## Excerpts of labeled region data
= = =

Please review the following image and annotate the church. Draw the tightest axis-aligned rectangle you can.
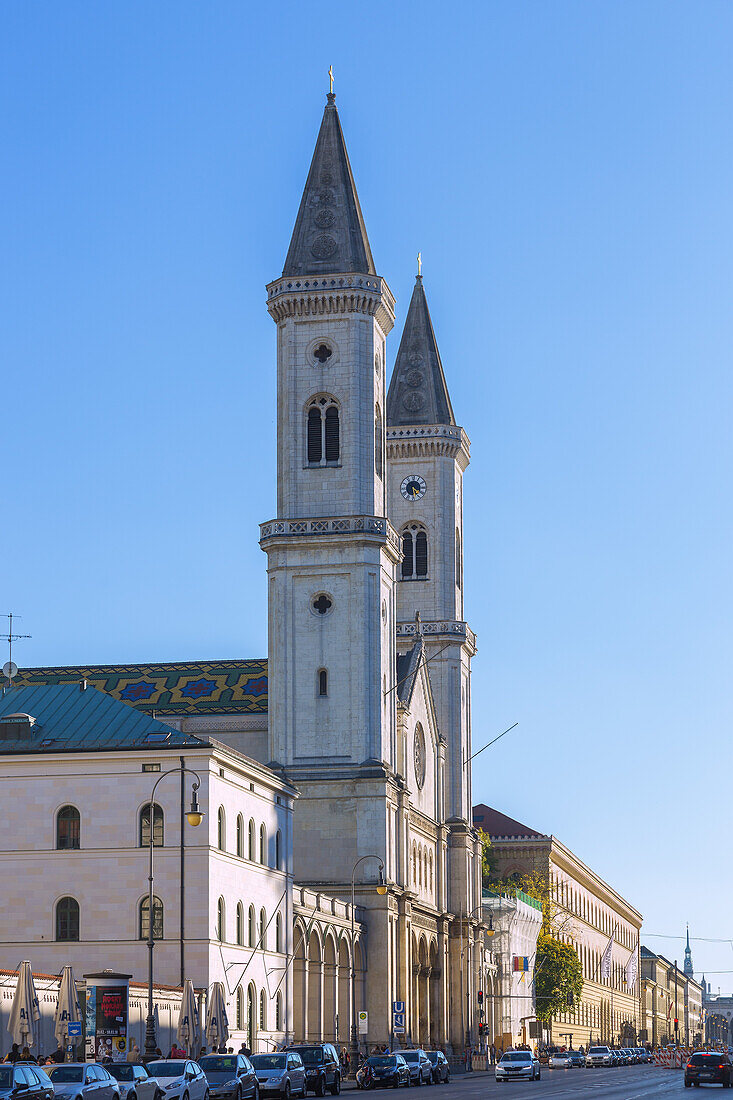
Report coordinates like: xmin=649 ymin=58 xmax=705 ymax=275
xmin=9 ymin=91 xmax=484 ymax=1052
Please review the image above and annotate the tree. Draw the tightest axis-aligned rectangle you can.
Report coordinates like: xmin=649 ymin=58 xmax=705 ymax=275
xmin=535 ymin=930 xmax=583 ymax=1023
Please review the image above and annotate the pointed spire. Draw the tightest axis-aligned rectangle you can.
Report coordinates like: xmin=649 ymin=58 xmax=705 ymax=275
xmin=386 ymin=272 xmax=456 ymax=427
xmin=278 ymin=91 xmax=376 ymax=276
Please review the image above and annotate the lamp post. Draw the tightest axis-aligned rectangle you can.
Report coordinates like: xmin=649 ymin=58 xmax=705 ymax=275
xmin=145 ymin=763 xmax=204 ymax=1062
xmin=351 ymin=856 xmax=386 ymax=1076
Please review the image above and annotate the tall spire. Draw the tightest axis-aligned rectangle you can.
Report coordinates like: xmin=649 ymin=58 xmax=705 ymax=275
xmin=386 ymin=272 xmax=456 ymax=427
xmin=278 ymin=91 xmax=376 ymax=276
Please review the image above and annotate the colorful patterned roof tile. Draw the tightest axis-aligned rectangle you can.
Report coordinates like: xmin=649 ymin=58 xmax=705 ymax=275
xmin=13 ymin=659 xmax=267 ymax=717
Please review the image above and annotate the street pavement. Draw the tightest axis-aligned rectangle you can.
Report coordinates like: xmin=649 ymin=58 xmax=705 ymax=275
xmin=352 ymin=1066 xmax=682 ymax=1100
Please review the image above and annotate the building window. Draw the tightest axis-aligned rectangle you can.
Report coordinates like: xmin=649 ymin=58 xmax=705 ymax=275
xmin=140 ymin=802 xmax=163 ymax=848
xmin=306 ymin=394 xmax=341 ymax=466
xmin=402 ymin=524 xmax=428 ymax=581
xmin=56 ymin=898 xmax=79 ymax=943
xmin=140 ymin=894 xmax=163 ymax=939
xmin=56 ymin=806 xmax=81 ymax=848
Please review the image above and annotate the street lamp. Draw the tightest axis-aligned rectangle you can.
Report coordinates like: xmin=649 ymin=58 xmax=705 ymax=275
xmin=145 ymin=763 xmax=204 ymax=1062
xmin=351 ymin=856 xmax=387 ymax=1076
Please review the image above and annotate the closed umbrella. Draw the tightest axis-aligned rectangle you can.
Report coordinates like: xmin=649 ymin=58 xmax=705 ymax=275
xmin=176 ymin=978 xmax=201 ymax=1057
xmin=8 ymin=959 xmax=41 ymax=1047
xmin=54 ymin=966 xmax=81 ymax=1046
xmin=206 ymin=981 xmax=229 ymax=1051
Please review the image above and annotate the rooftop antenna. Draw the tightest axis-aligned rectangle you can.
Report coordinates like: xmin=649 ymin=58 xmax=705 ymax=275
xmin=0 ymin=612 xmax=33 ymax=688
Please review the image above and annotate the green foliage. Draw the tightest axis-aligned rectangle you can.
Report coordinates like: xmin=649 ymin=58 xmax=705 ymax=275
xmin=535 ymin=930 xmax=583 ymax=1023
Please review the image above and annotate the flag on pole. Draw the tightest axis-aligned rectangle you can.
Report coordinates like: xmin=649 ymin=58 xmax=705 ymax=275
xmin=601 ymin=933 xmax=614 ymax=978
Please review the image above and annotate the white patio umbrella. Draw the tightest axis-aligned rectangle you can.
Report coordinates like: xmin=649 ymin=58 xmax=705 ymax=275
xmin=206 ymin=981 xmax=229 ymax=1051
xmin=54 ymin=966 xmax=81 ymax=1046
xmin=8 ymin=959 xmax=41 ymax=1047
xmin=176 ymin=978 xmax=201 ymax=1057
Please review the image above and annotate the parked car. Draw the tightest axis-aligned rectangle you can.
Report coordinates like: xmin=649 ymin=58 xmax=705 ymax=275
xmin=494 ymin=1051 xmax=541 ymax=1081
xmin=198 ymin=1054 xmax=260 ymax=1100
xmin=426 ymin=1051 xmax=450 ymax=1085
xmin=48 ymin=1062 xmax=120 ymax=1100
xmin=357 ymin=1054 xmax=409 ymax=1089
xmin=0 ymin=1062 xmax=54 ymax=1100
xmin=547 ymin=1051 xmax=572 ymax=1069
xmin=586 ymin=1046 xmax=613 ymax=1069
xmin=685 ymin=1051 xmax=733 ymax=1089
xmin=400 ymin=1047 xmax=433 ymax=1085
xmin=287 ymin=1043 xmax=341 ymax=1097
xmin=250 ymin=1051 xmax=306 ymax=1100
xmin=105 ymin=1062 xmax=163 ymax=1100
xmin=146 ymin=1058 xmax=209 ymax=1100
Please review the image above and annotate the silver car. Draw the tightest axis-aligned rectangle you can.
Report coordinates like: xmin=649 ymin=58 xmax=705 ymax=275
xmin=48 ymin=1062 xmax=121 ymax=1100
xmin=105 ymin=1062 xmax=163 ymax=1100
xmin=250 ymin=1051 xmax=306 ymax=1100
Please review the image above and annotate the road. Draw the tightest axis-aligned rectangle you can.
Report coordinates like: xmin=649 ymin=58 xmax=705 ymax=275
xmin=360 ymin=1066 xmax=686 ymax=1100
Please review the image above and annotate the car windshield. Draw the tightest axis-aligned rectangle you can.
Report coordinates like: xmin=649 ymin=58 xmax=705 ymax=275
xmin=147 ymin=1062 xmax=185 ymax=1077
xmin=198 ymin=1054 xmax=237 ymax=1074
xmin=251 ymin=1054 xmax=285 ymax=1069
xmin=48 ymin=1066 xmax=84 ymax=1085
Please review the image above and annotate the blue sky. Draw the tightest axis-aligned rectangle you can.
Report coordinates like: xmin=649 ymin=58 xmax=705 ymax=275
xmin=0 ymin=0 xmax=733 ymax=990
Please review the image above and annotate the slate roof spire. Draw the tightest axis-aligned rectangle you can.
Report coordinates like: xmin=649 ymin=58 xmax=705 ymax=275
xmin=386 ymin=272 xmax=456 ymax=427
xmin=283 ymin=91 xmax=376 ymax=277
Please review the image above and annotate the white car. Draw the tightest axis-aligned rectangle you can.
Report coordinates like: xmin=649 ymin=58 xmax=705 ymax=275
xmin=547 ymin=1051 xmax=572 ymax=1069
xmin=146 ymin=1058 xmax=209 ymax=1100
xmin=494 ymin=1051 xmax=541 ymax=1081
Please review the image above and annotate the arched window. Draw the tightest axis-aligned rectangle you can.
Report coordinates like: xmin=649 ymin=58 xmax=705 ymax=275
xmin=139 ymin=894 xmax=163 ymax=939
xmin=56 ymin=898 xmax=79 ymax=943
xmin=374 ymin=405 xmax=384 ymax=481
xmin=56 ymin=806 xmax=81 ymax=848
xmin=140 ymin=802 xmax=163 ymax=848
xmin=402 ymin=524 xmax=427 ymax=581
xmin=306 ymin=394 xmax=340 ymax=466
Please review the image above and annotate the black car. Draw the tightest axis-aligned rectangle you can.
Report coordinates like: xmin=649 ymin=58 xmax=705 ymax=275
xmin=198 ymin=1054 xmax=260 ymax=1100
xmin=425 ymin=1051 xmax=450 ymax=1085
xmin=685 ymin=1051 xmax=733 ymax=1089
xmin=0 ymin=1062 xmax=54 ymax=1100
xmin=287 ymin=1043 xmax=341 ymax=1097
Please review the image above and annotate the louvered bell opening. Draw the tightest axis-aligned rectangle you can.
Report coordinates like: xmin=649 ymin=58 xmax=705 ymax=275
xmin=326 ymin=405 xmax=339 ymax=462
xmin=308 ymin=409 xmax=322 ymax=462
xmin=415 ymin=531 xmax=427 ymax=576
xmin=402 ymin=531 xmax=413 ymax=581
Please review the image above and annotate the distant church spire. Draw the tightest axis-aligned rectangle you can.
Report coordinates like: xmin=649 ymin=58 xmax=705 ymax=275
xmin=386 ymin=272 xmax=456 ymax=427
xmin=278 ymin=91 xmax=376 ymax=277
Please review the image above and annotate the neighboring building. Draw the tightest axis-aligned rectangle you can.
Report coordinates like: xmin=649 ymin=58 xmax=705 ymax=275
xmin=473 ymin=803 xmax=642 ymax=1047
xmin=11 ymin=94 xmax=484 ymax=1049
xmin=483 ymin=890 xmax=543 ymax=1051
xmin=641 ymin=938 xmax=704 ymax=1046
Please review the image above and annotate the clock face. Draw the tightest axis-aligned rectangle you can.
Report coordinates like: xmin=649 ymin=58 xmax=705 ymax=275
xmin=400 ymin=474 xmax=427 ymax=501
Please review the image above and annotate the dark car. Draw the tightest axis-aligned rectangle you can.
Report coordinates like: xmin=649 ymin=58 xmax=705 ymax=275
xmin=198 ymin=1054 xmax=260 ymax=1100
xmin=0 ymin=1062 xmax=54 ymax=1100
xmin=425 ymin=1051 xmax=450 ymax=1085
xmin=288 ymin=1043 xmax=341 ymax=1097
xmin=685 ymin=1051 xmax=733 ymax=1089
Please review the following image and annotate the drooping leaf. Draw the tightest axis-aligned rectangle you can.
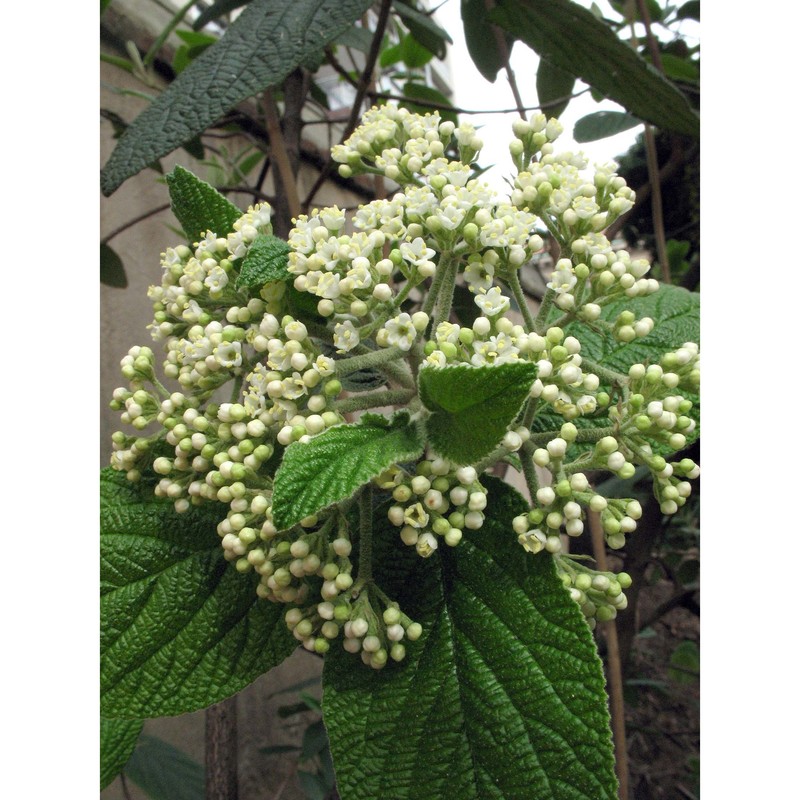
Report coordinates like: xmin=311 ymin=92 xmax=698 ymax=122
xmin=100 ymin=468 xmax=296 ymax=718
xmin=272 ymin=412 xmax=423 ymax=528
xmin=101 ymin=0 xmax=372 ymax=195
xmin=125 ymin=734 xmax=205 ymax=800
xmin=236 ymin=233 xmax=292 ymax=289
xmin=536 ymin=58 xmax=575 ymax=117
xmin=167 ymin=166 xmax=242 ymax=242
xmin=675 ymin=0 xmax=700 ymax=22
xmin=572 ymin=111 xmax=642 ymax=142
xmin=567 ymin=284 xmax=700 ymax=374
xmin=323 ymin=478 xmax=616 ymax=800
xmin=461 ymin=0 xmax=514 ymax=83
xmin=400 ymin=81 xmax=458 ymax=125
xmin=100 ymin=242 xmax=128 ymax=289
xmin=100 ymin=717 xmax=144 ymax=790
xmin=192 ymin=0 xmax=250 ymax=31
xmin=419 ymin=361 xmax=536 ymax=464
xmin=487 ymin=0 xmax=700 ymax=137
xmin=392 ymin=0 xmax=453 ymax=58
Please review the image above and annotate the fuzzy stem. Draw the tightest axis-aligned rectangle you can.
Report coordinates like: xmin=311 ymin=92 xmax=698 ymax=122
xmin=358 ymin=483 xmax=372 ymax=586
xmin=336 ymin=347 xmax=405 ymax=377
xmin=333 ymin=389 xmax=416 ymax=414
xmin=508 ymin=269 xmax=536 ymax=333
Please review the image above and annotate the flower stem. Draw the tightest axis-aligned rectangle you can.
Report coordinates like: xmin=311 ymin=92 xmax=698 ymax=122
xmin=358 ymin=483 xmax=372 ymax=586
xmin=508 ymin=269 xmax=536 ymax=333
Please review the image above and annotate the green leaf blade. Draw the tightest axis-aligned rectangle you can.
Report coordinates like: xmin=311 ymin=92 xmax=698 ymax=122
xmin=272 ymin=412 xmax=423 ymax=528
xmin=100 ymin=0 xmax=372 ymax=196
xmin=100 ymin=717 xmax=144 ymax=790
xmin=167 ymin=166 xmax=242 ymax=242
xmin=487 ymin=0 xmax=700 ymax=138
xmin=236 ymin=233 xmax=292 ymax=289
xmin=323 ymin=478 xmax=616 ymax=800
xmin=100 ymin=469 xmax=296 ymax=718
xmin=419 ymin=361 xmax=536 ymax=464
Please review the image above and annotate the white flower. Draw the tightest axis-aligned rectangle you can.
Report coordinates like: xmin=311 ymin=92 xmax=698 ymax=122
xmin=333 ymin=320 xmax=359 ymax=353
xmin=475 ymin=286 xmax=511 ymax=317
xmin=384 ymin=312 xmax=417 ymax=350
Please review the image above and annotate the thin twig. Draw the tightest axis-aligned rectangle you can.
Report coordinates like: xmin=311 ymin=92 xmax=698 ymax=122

= = =

## Your objective
Reproduce verbatim the lines of the records from the one containing "Please review the image above and annotate the building" through the one containing "xmin=0 ymin=612 xmax=33 ymax=688", including both of those lines.

## Solved problem
Please review the image above and annotate the building window. Draw the tightest axis-aligned rectangle you can.
Report coordinates like: xmin=649 ymin=58 xmax=705 ymax=275
xmin=140 ymin=802 xmax=163 ymax=848
xmin=306 ymin=394 xmax=341 ymax=466
xmin=402 ymin=524 xmax=428 ymax=581
xmin=56 ymin=898 xmax=79 ymax=943
xmin=140 ymin=894 xmax=163 ymax=939
xmin=56 ymin=806 xmax=81 ymax=848
Please review the image above and annotate the street lamp. Draw the tightest axis-aligned rectangle you can.
Report coordinates like: xmin=649 ymin=58 xmax=705 ymax=275
xmin=145 ymin=763 xmax=204 ymax=1062
xmin=351 ymin=856 xmax=387 ymax=1076
Please review the image above and annotate the closed umbrella. Draw the tightest axis-aligned rectangle you can.
Report coordinates like: xmin=649 ymin=58 xmax=705 ymax=275
xmin=176 ymin=978 xmax=201 ymax=1057
xmin=8 ymin=959 xmax=41 ymax=1047
xmin=54 ymin=966 xmax=81 ymax=1046
xmin=206 ymin=981 xmax=229 ymax=1051
Please review the image above and annotate the rooftop antenna. Draw the tightest axis-aligned rectangle you can.
Report coordinates like: xmin=649 ymin=58 xmax=705 ymax=275
xmin=0 ymin=612 xmax=33 ymax=688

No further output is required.